Collect every line of the material below that contains the string "leggings". Reproduce each such line in full.

## Data listing
───

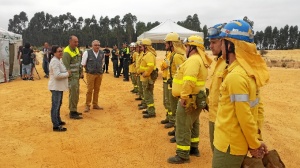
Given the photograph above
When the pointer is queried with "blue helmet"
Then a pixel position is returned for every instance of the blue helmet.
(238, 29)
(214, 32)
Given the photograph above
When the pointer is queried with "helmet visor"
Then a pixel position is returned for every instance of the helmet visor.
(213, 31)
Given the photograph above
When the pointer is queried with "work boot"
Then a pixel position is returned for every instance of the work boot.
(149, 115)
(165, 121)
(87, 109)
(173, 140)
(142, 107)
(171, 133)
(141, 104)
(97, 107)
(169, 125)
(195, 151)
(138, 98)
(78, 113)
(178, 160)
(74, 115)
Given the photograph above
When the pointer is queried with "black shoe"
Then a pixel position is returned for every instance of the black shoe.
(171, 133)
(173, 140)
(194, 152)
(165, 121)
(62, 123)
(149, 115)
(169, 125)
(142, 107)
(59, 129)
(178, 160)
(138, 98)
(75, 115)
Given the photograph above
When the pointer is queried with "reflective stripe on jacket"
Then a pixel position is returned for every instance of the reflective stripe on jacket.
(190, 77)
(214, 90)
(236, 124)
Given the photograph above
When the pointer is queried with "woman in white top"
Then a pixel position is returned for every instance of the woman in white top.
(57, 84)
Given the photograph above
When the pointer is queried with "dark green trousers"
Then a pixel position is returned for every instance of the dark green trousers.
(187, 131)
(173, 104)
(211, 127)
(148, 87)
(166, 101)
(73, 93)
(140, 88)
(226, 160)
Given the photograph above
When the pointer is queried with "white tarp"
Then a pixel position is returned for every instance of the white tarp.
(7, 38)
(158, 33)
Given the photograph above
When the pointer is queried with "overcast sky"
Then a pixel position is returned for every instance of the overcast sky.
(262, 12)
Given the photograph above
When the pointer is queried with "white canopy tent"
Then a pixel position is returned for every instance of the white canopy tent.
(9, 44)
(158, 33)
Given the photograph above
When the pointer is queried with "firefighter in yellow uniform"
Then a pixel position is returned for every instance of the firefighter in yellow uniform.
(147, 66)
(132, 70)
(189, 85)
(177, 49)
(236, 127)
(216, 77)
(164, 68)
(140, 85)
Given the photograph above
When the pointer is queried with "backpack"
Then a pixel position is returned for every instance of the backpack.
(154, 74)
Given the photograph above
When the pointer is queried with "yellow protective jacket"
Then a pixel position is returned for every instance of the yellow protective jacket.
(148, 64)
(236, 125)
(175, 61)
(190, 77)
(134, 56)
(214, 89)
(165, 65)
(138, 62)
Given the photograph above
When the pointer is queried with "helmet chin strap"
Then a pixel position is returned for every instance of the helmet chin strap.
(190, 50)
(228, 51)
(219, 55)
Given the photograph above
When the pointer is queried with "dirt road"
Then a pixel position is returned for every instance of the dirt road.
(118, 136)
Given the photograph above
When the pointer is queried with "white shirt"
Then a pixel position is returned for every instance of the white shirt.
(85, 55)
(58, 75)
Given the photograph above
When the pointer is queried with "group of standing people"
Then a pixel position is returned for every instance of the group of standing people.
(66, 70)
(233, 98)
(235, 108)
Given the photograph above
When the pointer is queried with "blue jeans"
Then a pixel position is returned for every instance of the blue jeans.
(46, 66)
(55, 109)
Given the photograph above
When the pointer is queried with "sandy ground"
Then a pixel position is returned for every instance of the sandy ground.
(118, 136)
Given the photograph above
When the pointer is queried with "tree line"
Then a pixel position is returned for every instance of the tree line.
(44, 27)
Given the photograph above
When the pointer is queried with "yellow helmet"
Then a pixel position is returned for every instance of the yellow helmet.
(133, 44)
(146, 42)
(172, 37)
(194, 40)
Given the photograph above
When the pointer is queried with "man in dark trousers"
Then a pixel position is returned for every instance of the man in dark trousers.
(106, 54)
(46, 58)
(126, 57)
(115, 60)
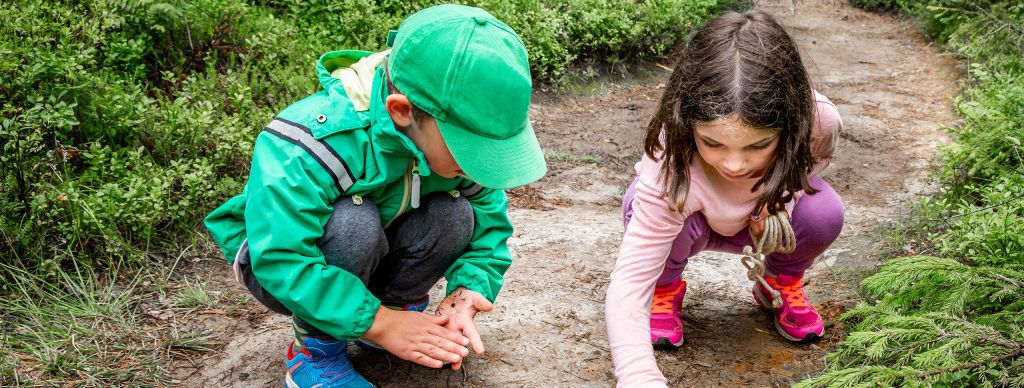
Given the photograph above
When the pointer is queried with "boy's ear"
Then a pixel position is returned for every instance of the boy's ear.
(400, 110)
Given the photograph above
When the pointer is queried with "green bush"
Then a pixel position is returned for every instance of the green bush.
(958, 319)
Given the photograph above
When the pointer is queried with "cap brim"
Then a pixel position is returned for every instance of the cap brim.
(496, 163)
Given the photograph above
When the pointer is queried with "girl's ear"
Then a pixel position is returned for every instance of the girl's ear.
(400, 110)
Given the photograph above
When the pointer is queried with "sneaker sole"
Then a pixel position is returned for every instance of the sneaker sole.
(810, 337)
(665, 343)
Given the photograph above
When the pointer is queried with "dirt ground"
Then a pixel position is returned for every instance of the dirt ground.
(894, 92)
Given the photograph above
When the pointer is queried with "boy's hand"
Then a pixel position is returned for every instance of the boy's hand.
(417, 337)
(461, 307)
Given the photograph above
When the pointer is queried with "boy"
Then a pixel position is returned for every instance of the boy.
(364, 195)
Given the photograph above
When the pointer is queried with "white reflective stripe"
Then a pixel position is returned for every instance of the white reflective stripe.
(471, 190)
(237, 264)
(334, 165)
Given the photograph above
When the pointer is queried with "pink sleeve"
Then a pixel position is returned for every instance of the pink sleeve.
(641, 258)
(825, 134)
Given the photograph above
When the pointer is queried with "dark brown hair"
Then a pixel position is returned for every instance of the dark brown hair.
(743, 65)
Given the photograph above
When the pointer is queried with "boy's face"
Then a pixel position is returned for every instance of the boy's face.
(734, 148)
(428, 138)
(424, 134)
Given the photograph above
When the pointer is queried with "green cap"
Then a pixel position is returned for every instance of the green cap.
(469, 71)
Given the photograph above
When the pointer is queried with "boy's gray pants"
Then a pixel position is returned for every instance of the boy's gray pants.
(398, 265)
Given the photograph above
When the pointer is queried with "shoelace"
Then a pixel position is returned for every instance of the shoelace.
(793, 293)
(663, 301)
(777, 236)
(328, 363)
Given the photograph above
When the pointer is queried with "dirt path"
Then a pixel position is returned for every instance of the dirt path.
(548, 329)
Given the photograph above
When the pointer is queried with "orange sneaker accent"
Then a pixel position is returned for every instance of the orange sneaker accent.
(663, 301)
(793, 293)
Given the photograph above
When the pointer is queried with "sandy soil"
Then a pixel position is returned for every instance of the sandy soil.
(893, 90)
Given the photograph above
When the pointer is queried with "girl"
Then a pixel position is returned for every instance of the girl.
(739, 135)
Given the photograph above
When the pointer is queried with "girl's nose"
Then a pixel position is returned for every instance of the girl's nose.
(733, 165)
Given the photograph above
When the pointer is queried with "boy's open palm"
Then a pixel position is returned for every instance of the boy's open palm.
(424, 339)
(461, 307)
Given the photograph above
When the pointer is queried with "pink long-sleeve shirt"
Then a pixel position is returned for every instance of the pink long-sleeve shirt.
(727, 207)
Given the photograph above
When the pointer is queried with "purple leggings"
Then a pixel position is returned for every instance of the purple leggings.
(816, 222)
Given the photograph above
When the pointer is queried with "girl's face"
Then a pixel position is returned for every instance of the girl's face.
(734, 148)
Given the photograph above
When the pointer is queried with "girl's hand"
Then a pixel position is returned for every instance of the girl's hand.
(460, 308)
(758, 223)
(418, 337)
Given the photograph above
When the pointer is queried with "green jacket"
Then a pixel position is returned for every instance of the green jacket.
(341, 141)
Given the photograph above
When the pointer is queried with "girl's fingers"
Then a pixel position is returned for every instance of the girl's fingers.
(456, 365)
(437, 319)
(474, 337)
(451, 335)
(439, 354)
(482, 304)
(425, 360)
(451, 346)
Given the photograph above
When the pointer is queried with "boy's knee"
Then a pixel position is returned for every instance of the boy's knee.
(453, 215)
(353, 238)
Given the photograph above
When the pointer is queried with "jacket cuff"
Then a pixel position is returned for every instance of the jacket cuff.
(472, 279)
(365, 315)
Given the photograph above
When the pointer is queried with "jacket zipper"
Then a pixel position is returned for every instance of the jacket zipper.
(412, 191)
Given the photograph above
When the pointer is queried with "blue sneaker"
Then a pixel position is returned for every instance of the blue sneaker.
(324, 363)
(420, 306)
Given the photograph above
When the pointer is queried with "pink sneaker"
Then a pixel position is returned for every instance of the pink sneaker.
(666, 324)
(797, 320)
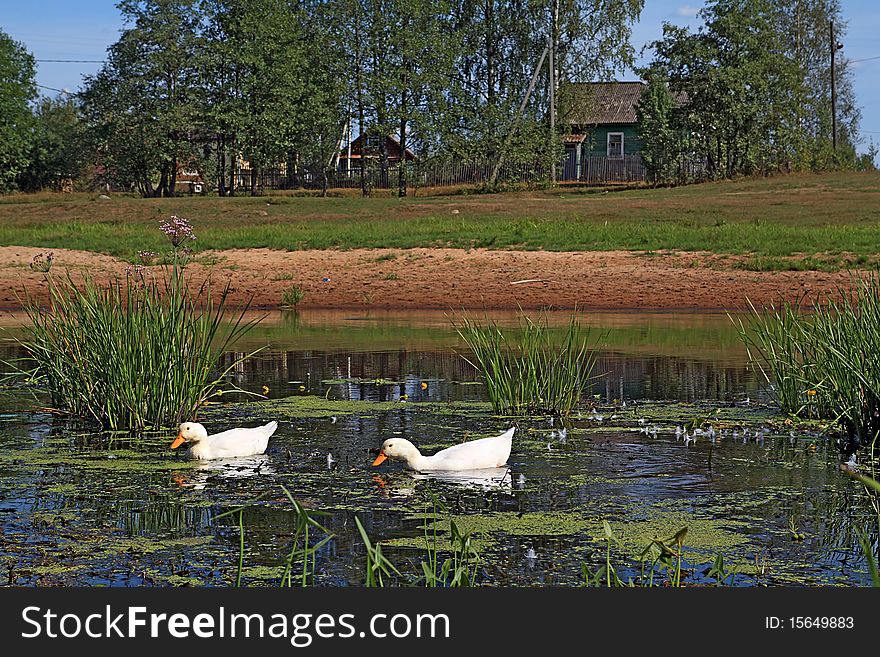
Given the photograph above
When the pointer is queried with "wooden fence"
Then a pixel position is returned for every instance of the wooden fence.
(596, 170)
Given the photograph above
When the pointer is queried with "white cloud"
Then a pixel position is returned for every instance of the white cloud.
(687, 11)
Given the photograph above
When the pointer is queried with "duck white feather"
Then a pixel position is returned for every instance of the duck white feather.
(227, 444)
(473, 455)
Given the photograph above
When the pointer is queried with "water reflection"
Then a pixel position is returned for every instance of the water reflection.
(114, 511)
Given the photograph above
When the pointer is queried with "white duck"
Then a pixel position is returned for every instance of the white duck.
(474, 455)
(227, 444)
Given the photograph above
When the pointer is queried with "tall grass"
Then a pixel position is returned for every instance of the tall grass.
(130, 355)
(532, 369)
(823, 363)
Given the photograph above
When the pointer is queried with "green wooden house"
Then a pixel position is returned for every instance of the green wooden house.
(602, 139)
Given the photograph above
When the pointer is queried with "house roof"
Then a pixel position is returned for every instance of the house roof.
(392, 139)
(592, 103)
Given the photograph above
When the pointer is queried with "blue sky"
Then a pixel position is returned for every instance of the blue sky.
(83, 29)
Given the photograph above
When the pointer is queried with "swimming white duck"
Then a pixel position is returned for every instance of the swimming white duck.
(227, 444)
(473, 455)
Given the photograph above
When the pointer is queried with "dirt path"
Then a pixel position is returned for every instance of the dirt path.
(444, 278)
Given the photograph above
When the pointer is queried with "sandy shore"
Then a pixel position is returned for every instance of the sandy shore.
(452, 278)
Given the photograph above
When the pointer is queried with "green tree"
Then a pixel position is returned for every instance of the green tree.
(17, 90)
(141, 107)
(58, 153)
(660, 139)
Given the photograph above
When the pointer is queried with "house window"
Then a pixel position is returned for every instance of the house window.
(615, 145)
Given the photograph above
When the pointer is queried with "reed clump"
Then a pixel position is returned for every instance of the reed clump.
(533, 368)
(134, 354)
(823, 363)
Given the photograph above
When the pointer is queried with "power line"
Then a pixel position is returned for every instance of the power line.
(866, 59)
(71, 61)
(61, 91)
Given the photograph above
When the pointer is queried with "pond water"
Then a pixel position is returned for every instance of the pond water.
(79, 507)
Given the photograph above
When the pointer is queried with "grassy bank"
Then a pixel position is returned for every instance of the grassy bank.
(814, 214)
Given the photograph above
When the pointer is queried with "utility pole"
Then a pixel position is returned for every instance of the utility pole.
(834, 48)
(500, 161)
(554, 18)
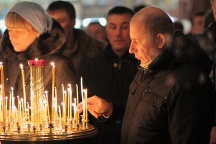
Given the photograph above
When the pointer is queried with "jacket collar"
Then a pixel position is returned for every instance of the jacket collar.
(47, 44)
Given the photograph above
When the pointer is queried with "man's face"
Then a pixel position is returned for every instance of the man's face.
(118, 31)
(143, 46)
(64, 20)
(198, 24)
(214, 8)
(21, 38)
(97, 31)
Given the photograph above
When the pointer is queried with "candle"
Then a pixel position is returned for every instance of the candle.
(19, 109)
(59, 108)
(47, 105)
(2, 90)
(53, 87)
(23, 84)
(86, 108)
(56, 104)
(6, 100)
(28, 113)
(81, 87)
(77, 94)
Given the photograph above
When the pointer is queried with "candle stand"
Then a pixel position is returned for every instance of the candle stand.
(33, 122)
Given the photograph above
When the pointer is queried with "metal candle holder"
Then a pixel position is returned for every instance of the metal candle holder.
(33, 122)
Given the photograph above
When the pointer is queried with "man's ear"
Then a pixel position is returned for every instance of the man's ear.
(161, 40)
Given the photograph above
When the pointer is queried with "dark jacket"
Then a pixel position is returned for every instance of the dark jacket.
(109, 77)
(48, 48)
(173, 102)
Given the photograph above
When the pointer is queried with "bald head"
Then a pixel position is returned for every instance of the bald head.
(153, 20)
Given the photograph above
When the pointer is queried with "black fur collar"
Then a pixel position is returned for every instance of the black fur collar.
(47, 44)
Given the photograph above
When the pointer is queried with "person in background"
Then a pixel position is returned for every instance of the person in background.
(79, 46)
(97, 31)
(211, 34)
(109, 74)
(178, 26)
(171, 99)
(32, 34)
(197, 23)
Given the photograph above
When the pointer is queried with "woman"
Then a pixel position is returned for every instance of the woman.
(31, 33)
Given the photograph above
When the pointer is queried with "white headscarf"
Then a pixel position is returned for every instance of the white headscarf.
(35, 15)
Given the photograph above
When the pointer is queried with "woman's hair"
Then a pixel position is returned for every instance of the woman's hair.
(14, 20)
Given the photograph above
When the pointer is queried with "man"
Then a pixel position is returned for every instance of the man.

───

## WRITTEN RESPONSE
When the pointer is queried with "purple leggings"
Then a pixel position is returned for every instance of the purple leggings.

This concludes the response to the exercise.